> Entries provided:
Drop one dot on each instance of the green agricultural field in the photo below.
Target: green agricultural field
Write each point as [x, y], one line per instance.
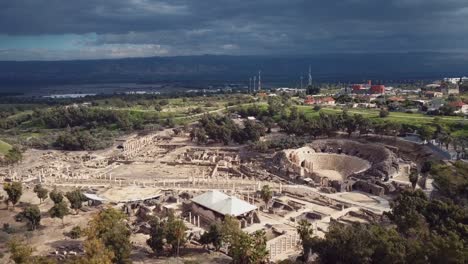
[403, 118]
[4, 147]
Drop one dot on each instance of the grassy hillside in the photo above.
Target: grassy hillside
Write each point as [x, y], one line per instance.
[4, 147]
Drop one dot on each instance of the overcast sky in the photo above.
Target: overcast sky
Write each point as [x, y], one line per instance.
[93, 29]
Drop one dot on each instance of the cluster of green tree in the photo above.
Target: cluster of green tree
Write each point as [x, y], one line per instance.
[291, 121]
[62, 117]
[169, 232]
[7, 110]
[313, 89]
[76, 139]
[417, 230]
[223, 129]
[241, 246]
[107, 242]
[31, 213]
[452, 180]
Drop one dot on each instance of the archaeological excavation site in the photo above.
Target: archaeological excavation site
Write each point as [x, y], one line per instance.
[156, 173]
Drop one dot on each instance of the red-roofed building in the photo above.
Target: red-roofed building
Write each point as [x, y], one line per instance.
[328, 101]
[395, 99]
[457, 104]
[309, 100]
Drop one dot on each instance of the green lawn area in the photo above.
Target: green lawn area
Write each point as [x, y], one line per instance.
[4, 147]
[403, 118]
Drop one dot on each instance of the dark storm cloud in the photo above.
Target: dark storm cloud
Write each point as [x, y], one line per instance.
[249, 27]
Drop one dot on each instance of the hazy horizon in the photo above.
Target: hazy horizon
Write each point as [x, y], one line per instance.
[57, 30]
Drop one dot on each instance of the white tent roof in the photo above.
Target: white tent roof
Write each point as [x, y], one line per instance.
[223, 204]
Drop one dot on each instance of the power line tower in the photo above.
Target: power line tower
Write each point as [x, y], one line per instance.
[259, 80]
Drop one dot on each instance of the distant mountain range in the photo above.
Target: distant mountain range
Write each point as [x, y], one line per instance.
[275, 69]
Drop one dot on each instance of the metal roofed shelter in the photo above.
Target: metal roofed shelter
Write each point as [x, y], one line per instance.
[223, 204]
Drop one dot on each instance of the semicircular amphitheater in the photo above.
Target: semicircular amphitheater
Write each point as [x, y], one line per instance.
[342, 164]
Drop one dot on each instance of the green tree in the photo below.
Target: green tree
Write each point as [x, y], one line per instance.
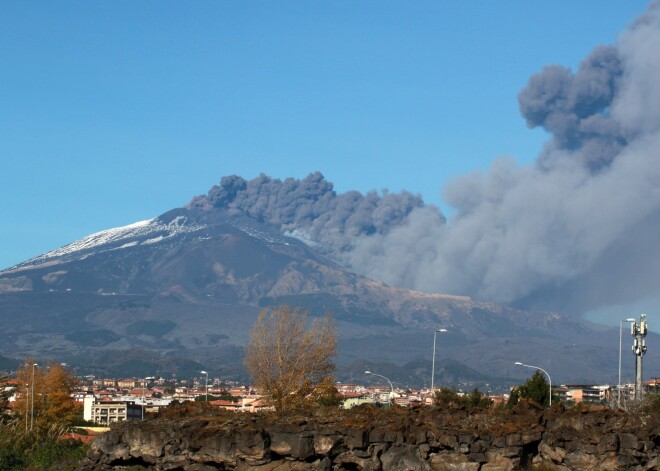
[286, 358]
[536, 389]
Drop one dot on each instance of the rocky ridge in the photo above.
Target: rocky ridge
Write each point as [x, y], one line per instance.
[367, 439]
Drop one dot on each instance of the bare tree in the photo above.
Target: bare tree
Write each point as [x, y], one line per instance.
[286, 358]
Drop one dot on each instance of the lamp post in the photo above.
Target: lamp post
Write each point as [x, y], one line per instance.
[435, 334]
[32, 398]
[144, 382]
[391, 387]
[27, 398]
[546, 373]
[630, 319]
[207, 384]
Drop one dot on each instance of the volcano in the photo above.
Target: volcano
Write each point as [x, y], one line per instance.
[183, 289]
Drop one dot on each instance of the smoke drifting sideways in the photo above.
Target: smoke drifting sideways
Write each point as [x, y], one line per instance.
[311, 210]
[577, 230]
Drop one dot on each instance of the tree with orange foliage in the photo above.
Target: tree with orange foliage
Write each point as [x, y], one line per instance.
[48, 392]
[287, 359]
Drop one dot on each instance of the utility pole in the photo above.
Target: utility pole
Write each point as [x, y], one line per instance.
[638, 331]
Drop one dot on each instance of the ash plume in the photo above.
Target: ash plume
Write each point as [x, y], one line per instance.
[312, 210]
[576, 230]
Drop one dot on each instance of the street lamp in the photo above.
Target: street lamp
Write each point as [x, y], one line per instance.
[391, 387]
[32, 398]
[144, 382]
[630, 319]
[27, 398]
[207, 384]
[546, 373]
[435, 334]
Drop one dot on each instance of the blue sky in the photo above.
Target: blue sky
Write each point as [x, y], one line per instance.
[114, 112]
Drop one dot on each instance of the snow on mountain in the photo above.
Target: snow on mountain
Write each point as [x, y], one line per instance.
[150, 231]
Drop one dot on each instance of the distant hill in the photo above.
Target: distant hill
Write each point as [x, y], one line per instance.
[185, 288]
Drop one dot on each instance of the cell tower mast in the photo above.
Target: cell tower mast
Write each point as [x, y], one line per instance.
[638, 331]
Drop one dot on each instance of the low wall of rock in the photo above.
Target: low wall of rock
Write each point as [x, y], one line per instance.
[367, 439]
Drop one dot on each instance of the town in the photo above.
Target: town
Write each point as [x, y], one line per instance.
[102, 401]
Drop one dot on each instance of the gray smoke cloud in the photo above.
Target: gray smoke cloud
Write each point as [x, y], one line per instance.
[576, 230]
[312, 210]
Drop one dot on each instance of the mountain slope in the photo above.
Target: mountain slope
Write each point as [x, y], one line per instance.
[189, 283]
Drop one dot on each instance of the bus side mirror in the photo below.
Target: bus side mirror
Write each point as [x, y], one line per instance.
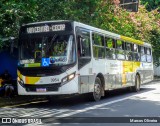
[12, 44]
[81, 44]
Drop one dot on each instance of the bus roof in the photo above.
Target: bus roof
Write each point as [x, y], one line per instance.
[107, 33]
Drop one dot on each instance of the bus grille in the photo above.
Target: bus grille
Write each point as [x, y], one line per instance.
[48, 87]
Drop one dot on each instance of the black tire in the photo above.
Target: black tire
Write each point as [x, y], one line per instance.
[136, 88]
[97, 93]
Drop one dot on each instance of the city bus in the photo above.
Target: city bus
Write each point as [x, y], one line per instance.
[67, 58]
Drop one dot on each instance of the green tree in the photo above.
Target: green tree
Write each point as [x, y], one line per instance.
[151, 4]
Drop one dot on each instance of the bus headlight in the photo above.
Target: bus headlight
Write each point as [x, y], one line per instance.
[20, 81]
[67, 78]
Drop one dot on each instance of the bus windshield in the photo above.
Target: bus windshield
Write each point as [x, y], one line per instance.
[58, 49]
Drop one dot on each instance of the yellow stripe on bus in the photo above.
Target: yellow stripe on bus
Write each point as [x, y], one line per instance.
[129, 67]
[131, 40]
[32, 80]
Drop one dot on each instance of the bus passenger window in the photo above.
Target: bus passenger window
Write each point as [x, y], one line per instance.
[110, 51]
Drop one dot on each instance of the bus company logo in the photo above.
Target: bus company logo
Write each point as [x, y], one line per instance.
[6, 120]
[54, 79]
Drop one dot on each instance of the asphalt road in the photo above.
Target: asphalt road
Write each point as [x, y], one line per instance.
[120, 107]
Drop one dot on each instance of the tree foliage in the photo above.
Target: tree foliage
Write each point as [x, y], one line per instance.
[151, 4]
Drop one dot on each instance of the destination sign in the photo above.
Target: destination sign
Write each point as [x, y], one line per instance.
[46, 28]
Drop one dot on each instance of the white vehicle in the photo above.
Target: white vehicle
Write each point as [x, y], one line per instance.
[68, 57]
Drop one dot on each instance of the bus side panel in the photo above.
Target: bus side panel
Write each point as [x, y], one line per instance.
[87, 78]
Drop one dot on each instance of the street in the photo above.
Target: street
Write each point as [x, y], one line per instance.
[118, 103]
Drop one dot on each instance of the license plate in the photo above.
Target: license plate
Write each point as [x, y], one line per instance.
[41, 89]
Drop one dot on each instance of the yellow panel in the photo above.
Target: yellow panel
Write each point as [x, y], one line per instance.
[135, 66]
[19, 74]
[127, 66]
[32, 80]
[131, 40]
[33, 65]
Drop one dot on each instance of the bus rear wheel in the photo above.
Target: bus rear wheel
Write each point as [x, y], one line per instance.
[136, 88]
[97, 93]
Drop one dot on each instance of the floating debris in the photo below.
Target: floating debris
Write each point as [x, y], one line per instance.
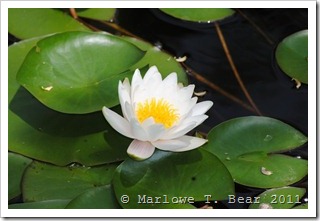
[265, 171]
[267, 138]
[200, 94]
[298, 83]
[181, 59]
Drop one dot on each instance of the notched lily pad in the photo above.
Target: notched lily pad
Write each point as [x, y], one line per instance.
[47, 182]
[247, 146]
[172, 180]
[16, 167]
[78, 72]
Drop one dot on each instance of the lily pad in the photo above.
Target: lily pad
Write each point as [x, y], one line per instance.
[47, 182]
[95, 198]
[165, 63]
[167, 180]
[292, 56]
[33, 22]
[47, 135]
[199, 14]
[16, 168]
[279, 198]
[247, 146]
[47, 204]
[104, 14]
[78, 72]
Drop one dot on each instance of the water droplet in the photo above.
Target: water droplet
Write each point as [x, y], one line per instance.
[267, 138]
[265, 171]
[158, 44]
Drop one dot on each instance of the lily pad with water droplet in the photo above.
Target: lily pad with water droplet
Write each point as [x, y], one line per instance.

> Your assignment: Please copy out each line of the listing above that contains the string "wheel".

> Reply:
Drop one dot on each instance of the bus rear wheel in the photo above.
Target: bus rear wheel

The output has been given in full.